- [What the task asks] Copy the lines that follow, substituting "scene survey log" for every "crop-scouting log" and leaving everything else as it is.

- [Source data]
=-=-=-=-=

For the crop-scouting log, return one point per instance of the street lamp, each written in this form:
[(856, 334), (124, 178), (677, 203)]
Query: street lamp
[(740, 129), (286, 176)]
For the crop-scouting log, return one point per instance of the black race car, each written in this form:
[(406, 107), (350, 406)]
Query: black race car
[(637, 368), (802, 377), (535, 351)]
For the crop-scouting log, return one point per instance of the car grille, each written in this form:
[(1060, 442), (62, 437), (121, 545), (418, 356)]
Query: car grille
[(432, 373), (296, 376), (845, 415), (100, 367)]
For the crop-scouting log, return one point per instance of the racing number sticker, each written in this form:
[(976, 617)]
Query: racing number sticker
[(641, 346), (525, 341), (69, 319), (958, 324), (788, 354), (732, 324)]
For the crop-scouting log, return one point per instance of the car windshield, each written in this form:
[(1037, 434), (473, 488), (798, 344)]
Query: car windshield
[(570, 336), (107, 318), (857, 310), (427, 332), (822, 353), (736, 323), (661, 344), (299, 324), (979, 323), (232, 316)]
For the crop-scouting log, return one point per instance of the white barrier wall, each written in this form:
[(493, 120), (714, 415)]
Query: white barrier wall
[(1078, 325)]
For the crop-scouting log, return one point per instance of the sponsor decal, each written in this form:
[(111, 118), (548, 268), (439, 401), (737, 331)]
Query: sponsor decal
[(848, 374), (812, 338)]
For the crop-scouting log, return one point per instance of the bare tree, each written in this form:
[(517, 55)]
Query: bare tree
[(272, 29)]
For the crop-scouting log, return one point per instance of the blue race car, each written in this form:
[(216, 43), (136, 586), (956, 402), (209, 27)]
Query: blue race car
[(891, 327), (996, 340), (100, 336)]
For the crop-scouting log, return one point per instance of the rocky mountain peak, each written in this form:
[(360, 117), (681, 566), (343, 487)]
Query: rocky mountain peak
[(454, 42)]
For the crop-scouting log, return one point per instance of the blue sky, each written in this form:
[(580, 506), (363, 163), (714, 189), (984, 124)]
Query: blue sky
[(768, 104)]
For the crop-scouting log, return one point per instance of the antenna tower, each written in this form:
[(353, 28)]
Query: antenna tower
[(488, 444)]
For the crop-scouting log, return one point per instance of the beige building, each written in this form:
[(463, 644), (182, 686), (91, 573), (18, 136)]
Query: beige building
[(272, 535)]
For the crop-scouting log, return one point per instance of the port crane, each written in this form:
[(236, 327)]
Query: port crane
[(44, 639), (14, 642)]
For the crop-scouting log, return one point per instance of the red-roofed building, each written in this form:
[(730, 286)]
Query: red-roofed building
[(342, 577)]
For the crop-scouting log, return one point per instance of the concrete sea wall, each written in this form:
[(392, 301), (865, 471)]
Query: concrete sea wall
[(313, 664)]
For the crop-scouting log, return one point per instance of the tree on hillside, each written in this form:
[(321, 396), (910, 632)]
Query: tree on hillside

=-=-=-=-=

- [Exercise answer]
For the scene survey log, return one point per instance of the street lamp, each written in this form:
[(856, 334), (124, 178), (677, 203)]
Query: street lamp
[(740, 129), (286, 176)]
For the scene survey log, return one point per instance of the black race car, each written in this form:
[(406, 107), (350, 406)]
Query: black race car
[(637, 368), (802, 377), (535, 351)]
For the scene survey log, return one point per instance of the car grille, each written in this form:
[(1060, 442), (62, 437), (121, 545), (418, 356)]
Query: car grille
[(432, 373), (296, 376), (845, 415), (100, 367)]
For the scene survey log, return one point per instance of the racing number sticker, each written in this form:
[(976, 617)]
Query: racing number sticker
[(641, 346), (525, 341), (69, 319), (958, 324), (788, 354), (732, 324)]
For the scene survey log, return one point per instance of the car windshield, each written in this form:
[(1037, 434), (473, 488), (798, 344)]
Query: car windshield
[(570, 336), (107, 318), (857, 310), (427, 332), (822, 353), (736, 323), (661, 344), (299, 324), (979, 323), (232, 316)]
For the scene survey log, return one point per instance of the white barrier wall, each written in this form:
[(493, 120), (714, 415)]
Query: white barrier wall
[(1078, 325)]
For the scene survey log, return one point per instance of the sponsor decal, each written in this form:
[(111, 118), (548, 268), (439, 401), (737, 331)]
Query: sponsor decal
[(848, 374), (812, 338)]
For the scene survey log, return one point per instance of the bare tree, each written in this form:
[(517, 55)]
Query: bare tree
[(272, 29)]
For the scene survey log, return one point per instance of the blue race car, each written in this form:
[(216, 43), (136, 586), (956, 402), (209, 27)]
Query: blue race car
[(891, 327), (996, 340), (100, 336)]
For the scene survey log, return one point per instance of the rocky mountain peak, each written in this form:
[(360, 117), (681, 566), (343, 487)]
Query: rocky mountain peak
[(454, 42)]
For the scene survey log, return one point per instance of the blue sky, each written in this form:
[(580, 506), (363, 163), (714, 189), (984, 124)]
Query: blue sky
[(768, 104)]
For the scene survey log, return one point per instance of the antenna tower, each written in this form:
[(353, 28)]
Query: antenna tower
[(488, 444)]
For the scene survey log, return one point per instance of the beige building, each written in this form:
[(463, 644), (182, 686), (91, 573), (18, 136)]
Query: beige building
[(272, 535)]
For the scene survey log, return one point per instance of the port crane, each written in this form:
[(236, 327)]
Query: port crane
[(44, 639), (14, 642)]
For the scene survey log, return one point per instance of the red-roofed building, each written in this form:
[(730, 286)]
Query: red-roofed building
[(342, 577)]
For the scene survey log, return one point per instance of the concrete sea wall, each written in this form:
[(392, 301), (865, 471)]
Query: concrete sea wall
[(313, 664)]
For the scene survey log, return one point per instance of the tree on hillside, each written in this form:
[(321, 396), (910, 632)]
Query: tree on hillside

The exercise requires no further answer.